YOUR GOAL —
In the entries that follow, which lines hold the string "spire"? List them.

DATA SUPPLIED —
· · · ·

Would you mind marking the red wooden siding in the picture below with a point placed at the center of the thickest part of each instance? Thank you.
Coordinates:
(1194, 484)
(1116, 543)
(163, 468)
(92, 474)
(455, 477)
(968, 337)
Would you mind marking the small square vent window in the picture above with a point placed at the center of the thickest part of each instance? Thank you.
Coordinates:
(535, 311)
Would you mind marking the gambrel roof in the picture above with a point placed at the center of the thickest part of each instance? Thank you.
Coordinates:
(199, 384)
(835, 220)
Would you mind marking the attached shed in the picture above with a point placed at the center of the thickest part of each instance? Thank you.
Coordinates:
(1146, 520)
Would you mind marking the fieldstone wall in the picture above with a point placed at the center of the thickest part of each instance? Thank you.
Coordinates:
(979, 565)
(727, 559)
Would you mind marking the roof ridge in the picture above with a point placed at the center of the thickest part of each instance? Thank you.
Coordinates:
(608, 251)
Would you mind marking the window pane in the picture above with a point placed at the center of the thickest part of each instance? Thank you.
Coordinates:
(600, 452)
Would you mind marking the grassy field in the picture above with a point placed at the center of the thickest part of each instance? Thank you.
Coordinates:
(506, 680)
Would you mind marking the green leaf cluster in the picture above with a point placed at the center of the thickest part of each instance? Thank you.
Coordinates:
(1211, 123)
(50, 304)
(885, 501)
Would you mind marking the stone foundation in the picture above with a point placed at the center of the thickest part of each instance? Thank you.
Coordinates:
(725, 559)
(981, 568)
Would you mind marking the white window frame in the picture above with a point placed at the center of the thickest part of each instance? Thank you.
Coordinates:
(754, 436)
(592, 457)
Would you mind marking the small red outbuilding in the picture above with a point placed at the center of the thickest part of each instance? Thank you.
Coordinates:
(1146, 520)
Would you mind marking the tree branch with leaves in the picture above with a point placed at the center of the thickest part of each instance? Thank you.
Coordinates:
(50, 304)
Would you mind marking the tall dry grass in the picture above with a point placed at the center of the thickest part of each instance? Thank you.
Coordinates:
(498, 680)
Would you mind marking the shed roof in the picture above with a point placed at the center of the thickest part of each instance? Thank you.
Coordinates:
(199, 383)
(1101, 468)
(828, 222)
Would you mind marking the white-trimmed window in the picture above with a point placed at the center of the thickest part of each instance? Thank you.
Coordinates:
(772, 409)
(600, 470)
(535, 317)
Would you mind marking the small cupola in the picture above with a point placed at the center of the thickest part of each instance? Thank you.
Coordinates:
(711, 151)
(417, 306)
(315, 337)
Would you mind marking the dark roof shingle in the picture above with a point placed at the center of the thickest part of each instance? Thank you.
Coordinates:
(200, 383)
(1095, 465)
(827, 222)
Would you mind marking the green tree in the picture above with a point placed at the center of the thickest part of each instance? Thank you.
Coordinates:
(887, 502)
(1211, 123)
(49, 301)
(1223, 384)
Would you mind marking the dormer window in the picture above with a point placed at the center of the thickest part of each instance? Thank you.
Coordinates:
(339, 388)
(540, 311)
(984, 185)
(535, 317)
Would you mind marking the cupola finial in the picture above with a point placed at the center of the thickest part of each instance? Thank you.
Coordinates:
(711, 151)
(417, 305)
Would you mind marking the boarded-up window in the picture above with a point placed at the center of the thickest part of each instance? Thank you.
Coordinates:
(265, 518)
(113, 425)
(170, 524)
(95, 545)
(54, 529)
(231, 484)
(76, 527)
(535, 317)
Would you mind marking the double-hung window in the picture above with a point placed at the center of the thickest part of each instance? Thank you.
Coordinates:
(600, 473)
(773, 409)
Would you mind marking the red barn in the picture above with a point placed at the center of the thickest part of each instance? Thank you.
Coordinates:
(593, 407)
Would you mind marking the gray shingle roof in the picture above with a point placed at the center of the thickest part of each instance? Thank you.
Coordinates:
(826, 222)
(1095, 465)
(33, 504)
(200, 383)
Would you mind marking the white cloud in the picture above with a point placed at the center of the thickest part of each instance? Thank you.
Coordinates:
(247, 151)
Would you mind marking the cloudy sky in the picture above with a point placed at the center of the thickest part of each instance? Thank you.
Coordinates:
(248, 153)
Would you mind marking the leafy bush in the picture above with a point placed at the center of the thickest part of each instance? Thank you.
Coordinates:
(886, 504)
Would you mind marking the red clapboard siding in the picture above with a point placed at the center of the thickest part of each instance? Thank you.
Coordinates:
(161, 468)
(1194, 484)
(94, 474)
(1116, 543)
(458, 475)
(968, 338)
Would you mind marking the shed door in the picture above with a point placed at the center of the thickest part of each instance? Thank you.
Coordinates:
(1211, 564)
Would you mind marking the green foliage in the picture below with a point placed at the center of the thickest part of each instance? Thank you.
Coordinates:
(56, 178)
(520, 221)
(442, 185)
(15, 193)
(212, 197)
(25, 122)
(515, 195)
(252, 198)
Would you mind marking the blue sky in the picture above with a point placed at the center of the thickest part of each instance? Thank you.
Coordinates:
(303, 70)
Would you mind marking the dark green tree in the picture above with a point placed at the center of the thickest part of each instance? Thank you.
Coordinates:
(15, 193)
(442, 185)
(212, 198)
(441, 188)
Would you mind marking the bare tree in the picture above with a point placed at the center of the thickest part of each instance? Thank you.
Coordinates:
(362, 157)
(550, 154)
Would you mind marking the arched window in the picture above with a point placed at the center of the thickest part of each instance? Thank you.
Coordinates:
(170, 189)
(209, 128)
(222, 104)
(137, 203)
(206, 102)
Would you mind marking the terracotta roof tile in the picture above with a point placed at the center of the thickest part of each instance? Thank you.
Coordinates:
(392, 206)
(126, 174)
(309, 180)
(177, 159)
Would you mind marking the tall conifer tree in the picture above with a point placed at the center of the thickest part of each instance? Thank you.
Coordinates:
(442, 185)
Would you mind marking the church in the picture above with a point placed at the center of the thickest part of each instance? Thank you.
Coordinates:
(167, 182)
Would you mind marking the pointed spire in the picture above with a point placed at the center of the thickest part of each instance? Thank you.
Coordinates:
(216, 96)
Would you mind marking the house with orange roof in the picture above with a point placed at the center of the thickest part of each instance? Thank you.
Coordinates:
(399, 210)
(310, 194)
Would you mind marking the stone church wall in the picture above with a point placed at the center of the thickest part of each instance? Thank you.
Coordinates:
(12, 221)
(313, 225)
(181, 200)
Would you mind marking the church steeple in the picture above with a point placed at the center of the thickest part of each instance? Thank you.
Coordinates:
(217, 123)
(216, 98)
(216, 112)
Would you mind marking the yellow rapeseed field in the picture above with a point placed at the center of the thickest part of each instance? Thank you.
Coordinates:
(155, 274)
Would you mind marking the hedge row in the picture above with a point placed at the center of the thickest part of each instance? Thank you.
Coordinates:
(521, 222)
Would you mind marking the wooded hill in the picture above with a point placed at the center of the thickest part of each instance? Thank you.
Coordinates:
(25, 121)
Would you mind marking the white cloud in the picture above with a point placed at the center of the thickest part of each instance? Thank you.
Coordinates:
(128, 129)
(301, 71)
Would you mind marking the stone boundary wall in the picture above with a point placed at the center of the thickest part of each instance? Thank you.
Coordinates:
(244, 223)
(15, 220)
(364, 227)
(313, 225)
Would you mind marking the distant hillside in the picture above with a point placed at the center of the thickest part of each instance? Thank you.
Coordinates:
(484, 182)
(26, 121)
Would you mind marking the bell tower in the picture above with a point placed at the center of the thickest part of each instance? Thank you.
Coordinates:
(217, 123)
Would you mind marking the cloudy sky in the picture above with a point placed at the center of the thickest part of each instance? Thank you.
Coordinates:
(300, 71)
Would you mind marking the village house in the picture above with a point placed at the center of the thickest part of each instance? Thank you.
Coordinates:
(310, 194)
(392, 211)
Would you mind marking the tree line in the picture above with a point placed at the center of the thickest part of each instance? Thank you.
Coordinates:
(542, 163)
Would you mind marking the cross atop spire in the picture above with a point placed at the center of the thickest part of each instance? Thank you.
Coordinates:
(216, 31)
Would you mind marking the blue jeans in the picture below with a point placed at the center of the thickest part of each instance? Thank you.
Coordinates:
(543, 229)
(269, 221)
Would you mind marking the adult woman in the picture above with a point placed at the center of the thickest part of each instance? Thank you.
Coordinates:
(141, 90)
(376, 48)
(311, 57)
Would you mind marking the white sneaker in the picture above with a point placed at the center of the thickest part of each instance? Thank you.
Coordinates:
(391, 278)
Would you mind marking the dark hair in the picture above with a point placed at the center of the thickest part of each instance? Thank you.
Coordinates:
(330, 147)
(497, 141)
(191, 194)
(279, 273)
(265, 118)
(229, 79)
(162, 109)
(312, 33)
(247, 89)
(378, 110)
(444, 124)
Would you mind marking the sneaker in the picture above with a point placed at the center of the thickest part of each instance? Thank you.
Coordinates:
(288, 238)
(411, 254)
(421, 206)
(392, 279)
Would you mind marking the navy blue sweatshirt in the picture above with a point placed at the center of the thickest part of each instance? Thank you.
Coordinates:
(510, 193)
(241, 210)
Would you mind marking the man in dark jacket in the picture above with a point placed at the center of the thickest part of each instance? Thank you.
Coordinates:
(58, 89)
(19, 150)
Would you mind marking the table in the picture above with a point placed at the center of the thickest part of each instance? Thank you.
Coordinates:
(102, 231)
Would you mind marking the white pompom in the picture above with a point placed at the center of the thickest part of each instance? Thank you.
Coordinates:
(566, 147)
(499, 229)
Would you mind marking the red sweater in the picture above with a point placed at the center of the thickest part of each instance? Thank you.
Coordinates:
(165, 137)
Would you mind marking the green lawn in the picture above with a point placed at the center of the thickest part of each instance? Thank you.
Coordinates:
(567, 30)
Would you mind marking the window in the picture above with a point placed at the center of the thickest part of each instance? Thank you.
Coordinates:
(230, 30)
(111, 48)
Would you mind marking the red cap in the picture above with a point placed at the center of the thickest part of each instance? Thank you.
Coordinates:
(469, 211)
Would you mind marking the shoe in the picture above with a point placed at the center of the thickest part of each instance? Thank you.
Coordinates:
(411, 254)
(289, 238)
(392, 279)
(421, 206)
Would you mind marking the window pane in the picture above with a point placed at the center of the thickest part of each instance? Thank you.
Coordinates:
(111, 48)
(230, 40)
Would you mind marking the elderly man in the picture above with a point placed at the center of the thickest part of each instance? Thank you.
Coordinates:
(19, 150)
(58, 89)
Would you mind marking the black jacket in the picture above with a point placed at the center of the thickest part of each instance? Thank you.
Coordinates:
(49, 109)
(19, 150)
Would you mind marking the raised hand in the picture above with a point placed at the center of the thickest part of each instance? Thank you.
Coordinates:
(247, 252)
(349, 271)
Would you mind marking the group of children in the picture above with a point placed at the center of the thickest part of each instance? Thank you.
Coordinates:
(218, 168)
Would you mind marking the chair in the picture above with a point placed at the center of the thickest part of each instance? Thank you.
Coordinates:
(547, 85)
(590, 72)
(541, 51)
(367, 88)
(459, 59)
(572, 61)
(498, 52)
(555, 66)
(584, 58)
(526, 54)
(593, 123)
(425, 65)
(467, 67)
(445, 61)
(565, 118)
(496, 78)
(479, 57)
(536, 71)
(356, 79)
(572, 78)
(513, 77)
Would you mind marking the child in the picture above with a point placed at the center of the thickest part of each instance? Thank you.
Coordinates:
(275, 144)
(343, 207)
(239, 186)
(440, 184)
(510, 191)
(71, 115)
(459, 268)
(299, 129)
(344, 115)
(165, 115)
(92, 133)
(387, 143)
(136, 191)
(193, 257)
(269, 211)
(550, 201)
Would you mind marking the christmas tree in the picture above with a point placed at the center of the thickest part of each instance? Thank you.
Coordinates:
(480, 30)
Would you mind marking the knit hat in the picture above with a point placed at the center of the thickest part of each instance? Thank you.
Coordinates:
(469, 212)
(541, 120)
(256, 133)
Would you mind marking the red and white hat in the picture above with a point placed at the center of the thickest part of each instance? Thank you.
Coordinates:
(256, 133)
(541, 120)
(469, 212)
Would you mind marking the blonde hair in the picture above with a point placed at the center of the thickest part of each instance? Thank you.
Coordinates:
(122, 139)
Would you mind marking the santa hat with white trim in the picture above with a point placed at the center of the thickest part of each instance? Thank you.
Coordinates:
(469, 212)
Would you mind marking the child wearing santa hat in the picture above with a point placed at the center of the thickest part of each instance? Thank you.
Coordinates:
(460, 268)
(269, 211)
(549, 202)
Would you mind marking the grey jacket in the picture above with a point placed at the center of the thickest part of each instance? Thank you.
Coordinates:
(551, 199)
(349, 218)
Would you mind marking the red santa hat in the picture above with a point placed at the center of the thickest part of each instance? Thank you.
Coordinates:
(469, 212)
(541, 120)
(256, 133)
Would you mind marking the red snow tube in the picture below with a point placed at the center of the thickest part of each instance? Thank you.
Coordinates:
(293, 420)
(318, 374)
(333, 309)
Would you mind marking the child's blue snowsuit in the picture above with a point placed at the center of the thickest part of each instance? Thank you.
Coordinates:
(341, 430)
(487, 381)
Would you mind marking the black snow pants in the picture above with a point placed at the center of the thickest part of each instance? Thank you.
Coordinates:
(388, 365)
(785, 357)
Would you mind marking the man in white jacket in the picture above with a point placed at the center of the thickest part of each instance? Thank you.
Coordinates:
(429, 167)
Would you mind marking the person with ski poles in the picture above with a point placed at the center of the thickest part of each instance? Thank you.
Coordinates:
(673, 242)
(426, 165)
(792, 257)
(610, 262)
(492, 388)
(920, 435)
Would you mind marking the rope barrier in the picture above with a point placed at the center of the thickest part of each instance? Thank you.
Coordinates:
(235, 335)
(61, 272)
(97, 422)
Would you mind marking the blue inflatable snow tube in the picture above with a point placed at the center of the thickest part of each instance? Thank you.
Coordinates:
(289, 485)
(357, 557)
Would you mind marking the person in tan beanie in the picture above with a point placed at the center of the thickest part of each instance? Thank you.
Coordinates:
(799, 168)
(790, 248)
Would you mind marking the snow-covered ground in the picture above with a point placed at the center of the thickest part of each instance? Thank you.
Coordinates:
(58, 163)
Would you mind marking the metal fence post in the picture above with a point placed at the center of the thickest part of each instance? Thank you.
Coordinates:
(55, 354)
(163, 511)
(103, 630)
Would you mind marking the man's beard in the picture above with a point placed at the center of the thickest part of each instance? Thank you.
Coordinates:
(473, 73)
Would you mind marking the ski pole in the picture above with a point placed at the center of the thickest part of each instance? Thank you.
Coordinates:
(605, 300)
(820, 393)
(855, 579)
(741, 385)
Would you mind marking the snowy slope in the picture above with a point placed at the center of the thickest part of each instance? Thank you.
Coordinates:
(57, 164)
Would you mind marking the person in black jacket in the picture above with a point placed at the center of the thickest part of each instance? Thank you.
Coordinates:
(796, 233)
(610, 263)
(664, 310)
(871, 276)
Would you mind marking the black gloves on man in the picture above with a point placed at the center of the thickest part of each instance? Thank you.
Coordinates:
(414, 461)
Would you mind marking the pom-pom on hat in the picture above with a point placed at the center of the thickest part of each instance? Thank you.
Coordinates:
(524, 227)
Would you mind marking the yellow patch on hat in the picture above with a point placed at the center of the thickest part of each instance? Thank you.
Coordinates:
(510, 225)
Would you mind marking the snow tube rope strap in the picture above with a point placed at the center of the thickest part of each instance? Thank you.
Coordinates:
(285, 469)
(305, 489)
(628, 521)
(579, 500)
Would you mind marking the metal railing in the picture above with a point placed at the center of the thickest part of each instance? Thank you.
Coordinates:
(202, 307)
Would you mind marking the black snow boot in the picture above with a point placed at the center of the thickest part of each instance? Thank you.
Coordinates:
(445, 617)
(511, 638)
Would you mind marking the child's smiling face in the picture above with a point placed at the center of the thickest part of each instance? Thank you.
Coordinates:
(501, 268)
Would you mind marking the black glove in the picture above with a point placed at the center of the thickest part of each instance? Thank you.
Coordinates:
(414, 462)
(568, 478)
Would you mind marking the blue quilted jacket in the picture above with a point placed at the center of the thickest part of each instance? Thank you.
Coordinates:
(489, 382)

· · · ·

REPLY TO THE EXERCISE —
Would you mind marking the pointed spire in the picture above with a point placed at the center of the thickest part of each instance? Thank you.
Would you mind marking the cross atop spire in the picture above with a point placed at the center of the thickest part of each instance? Thank you.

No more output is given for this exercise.